Esse cenário mudou quando a Lei 14.230/2021 passou a exigir a demonstração do periculum in mora para o decreto judicial da indisponibilidade.

Não há dúvida que a ação de improbidade deve ser reservada para infrações realmente graves, as quais precisam ser severa e exemplarmente combatidas. Isso implica evitar pedidos genéricos de condenação, os quais conduzem “à eternização dos litígios, usualmente envolvendo disputas políticas (mais do que jurídicas)”[6]. Dessa forma, o combate à improbidade deve ganhar mais agilidade e eficiência. Parafraseando Yves Strickler: se tudo se torna ato de improbidade, nada mais o é[7].

Atualmente, portanto, exige-se a demonstração concreta do periculum in mora e da probabilidade do direito (Lei 14.230/2021, art. 16, § 3.º) – ou seja, os requisitos legais previstos no artigo 300 do Código de Processo Civil (CPC) de 2015. Mas eles seriam exigíveis nas decisões de indisponibilidade de bens já proferidas sob a égide da lei anterior e com base no periculum in mora meramente presumido?

Para definir essa questão, em maio de 2024, o STJ afetou os Recursos Especiais 2.074.601, 2.076.137, 2.076.911, 2.078.360 e 2.089.767 como paradigmas do Tema 1257. A questão submetida a julgamento visa definir a possibilidade ou não de aplicação da nova Lei de Improbidade Administrativa a processos em curso, iniciados na vigência da Lei 8.429/1992, para regular o procedimento da tutela provisória de indisponibilidade de bens.

Nosso sistema admite a aplicação retroativa da lei nova (menos gravosa) para beneficiar os réus (Constituição Federal, art. 5.º, XL). Ainda que o texto da Carta se refira à lei penal, a garantia aplica-se ao direito sancionador de um modo geral[8]. Exatamente por essa razão, deve-se concluir que, nas ações de improbidade e nas ações baseadas na Lei Anticorrupção, as garantias constitucionais devem ter densidade equivalente ao processo penal[9].

Mas é necessário avaliar também a aplicação da lei processual aos atos cujos efeitos se protraem no tempo. Nesses, pouco importa a natureza do ato praticado (se de direito material ou processual), pois, nas relações de trato continuado ou nos atos que se alongam temporalmente, admite-se sempre a incidência da lei nova.

O Supremo Tribunal Federal (STF) já decidiu, em sede do Tema 1199 de Repercussão Geral[10], sobre a possibilidade de “retroatividade da nova Lei 14.230/2021 para atingir aos atos de improbidade administrativa culposos praticados na vigência do texto anterior da lei, porém sem condenação transitada em julgado”.

§ **Tarefas a cumprir**:
1. Diga se cada afirmação abaixo está de acordo com o texto sobre a ação de improbidade. Responda sim ou não e cite, entre aspas, as palavras do texto que decidem cada caso.
(a) Em maio de 2024, o STJ afetou recursos especiais como paradigmas do Tema 1257.
(b) A Lei 14.230/2021 dispensou a demonstração do periculum in mora para a indisponibilidade de bens.
(c) Segundo o texto, a garantia de retroatividade da lei menos gravosa vale apenas para a lei penal.
2. Escreva a continuação do texto sobre a ação de improbidade, começando logo após a última frase apresentada.

(Alguns registros)
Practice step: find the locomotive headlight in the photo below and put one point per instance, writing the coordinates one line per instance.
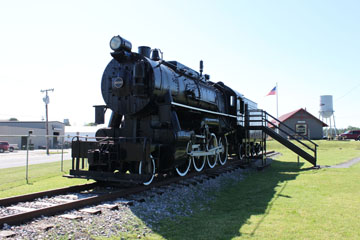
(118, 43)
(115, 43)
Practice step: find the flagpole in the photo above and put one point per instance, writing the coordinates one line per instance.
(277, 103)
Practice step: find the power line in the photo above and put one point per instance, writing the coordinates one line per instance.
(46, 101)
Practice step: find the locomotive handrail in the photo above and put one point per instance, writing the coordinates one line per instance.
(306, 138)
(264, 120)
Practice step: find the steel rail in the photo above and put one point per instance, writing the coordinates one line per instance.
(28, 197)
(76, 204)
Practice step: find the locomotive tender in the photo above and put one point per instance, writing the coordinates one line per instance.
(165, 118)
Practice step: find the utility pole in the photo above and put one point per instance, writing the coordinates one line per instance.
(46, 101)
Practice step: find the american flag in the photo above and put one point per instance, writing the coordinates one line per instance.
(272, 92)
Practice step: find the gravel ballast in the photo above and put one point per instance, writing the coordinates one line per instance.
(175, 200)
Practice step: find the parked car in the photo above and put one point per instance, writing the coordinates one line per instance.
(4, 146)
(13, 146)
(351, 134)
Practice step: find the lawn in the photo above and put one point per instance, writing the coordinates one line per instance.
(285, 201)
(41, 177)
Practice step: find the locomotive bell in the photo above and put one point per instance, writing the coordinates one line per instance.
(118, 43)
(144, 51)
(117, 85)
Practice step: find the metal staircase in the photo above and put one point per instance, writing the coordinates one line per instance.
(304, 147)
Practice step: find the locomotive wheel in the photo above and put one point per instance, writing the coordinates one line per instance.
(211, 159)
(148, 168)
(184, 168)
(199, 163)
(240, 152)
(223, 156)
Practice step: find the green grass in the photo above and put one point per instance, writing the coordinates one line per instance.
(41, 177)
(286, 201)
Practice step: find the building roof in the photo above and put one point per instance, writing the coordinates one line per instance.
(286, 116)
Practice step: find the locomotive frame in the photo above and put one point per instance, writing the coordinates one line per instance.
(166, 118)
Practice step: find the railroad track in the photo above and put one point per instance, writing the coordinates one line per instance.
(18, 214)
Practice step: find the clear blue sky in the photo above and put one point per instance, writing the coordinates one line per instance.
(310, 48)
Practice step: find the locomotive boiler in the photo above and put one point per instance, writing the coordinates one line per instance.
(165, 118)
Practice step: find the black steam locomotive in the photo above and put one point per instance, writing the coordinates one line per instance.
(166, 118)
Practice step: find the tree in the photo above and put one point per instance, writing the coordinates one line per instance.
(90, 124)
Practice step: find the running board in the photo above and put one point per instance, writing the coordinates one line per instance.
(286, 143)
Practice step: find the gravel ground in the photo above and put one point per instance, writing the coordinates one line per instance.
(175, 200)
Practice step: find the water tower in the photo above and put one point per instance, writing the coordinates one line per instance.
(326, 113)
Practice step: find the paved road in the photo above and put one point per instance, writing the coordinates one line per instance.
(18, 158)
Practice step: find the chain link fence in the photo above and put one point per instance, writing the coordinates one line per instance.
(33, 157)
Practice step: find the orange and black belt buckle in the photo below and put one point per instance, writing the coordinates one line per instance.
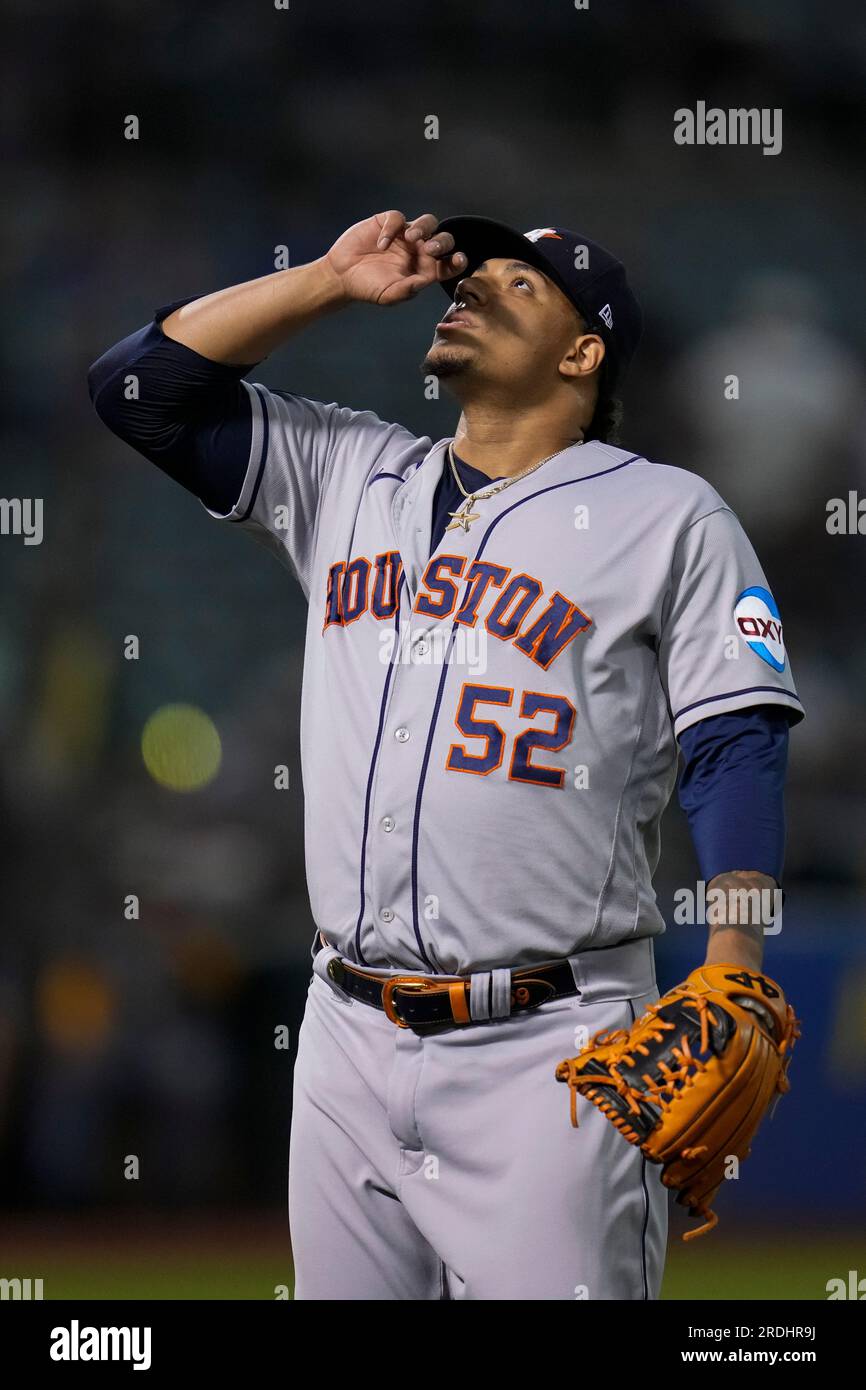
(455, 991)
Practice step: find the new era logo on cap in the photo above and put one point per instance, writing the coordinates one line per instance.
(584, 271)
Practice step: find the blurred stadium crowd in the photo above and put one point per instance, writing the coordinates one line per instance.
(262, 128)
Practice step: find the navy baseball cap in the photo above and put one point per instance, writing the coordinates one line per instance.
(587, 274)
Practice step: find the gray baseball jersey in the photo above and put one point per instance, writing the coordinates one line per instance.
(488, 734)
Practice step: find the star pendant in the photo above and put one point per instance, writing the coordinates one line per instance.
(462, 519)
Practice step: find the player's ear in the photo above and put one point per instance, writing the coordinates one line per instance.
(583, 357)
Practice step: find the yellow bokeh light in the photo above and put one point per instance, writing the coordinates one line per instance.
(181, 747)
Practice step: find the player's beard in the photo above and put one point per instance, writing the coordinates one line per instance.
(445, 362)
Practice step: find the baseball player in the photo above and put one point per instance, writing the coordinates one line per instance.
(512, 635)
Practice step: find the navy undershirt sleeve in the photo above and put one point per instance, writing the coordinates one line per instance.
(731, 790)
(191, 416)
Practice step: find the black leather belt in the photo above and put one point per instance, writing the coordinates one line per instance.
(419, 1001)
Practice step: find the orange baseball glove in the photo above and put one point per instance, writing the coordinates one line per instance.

§ **As respostas**:
1.
(a) Sim: “em maio de 2024, o STJ afetou os Recursos Especiais 2.074.601, 2.076.137, 2.076.911, 2.078.360 e 2.089.767 como paradigmas do Tema 1257”.
(b) Não: “a Lei 14.230/2021 passou a exigir a demonstração do periculum in mora para o decreto judicial da indisponibilidade”.
(c) Não: “Ainda que o texto da Carta se refira à lei penal, a garantia aplica-se ao direito sancionador de um modo geral”.

2.
No voto condutor, o ministro Alexandre de Moraes ressaltou que “a retroatividade da nova lei dirige-se para abrandar o poder de punir do Estado, impondo-lhe limitações materiais e temporais mais compatíveis com a dignidade dos acusados e com o direito à duração razoável do processo”, mas não se pode “falar que a retroatividade atingiria atos jurídicos processuais perfeitos e acabados”, uma vez que o direito de punir só está perfeito e acabado “quando a sentença condenatória transita em julgado”[11].

A tese definida no Tema 1199 do STF admite a possibilidade de retroatividade dos aspectos materiais da nova Lei 14.230/2021, fazendo a ressalva de que a retroatividade não atinge situações jurídicas já consolidadas.

A indisponibilidade de bens é medida cautelar de natureza provisória, de caráter precário[12], que visa resguardar o direito material a ser tutelado ao final do processo. Importa em efeitos de direito material ao constranger o patrimônio do atingido. Como medida liminar, pode ser revista a qualquer tempo (CPC, art. 296). Assim, é possível a sua revogação ou modificação, se no curso do processo sobrevierem alterações (fáticas ou legislativas) que modifiquem a situação fático-jurídica vigente no momento do proferimento da decisão.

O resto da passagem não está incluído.